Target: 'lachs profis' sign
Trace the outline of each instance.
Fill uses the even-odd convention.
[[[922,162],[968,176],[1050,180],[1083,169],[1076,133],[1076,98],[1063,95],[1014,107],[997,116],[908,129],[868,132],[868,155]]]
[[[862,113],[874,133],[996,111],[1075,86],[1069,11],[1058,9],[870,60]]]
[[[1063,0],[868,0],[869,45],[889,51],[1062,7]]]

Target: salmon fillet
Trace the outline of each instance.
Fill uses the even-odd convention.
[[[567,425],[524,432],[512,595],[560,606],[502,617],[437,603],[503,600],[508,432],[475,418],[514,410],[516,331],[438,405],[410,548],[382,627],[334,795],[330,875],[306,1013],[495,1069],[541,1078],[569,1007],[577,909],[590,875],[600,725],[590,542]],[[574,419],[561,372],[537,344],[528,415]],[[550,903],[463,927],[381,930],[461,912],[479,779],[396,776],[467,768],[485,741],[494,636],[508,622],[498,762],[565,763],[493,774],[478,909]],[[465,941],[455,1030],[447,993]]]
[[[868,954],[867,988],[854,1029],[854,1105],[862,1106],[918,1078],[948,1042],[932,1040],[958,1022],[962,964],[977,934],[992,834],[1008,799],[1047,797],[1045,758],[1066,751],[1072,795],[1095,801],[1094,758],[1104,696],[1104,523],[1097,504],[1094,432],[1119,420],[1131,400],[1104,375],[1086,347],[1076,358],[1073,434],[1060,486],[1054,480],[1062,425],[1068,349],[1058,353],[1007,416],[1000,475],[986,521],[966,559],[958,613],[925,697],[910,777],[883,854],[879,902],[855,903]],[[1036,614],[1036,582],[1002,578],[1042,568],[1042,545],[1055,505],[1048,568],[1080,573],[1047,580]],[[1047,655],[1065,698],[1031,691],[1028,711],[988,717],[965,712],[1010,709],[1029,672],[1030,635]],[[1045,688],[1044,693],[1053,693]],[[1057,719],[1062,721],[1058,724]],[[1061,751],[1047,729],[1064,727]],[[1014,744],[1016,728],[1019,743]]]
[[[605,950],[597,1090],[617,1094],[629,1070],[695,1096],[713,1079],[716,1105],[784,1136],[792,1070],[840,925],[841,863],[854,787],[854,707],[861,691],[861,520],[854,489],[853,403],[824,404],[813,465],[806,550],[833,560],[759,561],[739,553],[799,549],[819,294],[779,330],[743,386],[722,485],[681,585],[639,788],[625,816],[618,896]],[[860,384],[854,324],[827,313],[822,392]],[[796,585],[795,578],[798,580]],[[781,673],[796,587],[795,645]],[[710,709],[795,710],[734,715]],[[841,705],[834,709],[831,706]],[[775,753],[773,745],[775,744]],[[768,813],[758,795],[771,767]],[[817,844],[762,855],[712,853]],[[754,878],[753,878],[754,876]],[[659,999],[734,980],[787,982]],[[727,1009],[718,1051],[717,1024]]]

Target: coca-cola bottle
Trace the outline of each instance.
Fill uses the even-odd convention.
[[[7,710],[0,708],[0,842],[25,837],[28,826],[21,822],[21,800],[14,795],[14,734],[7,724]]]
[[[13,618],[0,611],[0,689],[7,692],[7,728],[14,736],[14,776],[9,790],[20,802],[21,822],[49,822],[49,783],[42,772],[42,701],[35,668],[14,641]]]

+-------+

→ TASK PROMPT:
All of the records go in your answer, copied exactly.

→ RESPONSE TO THIS EXERCISE:
Target: 'lachs profis' sign
Trace the outline of each instance.
Fill uses the even-odd convention.
[[[922,162],[968,176],[1050,180],[1083,169],[1076,133],[1076,98],[1063,95],[1014,107],[997,116],[908,129],[868,132],[868,155]]]
[[[862,113],[874,133],[996,111],[1075,86],[1069,11],[1058,9],[870,60]]]
[[[1063,0],[868,0],[869,45],[889,51],[1062,7]]]

Target: salmon fillet
Trace the outline of each instance.
Fill uses the even-odd convention.
[[[567,425],[524,432],[512,595],[560,606],[502,617],[437,603],[503,600],[508,432],[475,418],[514,410],[516,331],[438,405],[410,548],[382,627],[334,795],[330,875],[306,1013],[495,1069],[541,1078],[569,1007],[577,909],[590,875],[600,725],[590,542]],[[574,419],[561,372],[537,344],[528,415]],[[550,903],[463,927],[381,930],[461,912],[479,779],[396,776],[467,768],[485,741],[494,636],[508,622],[498,762],[565,763],[493,774],[478,909]],[[465,941],[455,1030],[447,993]]]
[[[868,954],[867,988],[854,1029],[854,1105],[862,1106],[918,1078],[948,1042],[932,1040],[958,1022],[962,964],[977,934],[992,834],[1008,799],[1047,797],[1045,758],[1066,751],[1072,795],[1095,801],[1094,758],[1104,696],[1104,523],[1097,504],[1094,432],[1119,420],[1131,400],[1104,375],[1086,347],[1076,358],[1073,434],[1060,486],[1054,480],[1062,425],[1068,349],[1058,353],[1007,416],[1000,475],[986,521],[966,559],[958,613],[925,697],[910,777],[883,854],[879,902],[855,903]],[[1036,614],[1036,582],[1002,578],[1042,568],[1042,545],[1055,505],[1048,568],[1080,573],[1047,580]],[[1047,655],[1065,698],[1031,691],[1028,711],[988,717],[965,712],[1010,709],[1029,672],[1030,635]],[[1045,688],[1044,693],[1053,693]],[[1057,719],[1062,721],[1058,724]],[[1061,751],[1047,729],[1064,727]],[[1014,744],[1016,728],[1019,743]]]
[[[605,950],[597,1090],[617,1094],[629,1070],[695,1096],[713,1079],[716,1105],[784,1136],[792,1070],[840,925],[841,863],[854,787],[854,707],[861,691],[861,520],[854,489],[853,403],[824,404],[813,465],[806,550],[833,560],[759,561],[739,553],[799,549],[819,294],[779,330],[743,386],[722,485],[681,585],[639,788],[625,816],[618,896]],[[860,384],[854,324],[827,313],[822,392]],[[796,585],[795,578],[798,580]],[[781,673],[796,587],[795,645]],[[710,709],[795,710],[734,715]],[[841,705],[834,709],[831,706]],[[775,753],[773,745],[775,744]],[[768,813],[758,795],[771,767]],[[817,844],[762,855],[712,853]],[[754,878],[753,878],[754,876]],[[659,999],[734,980],[787,982]],[[727,1009],[718,1051],[717,1024]]]

Target: coca-cola bottle
Trace the outline of each instance.
Fill uses the even-odd convention.
[[[7,710],[0,708],[0,842],[25,837],[28,826],[21,822],[21,800],[14,795],[14,734],[7,724]]]
[[[13,618],[0,611],[0,689],[7,692],[7,728],[14,736],[14,776],[9,790],[20,802],[21,822],[49,822],[49,783],[42,772],[42,701],[35,668],[14,641]]]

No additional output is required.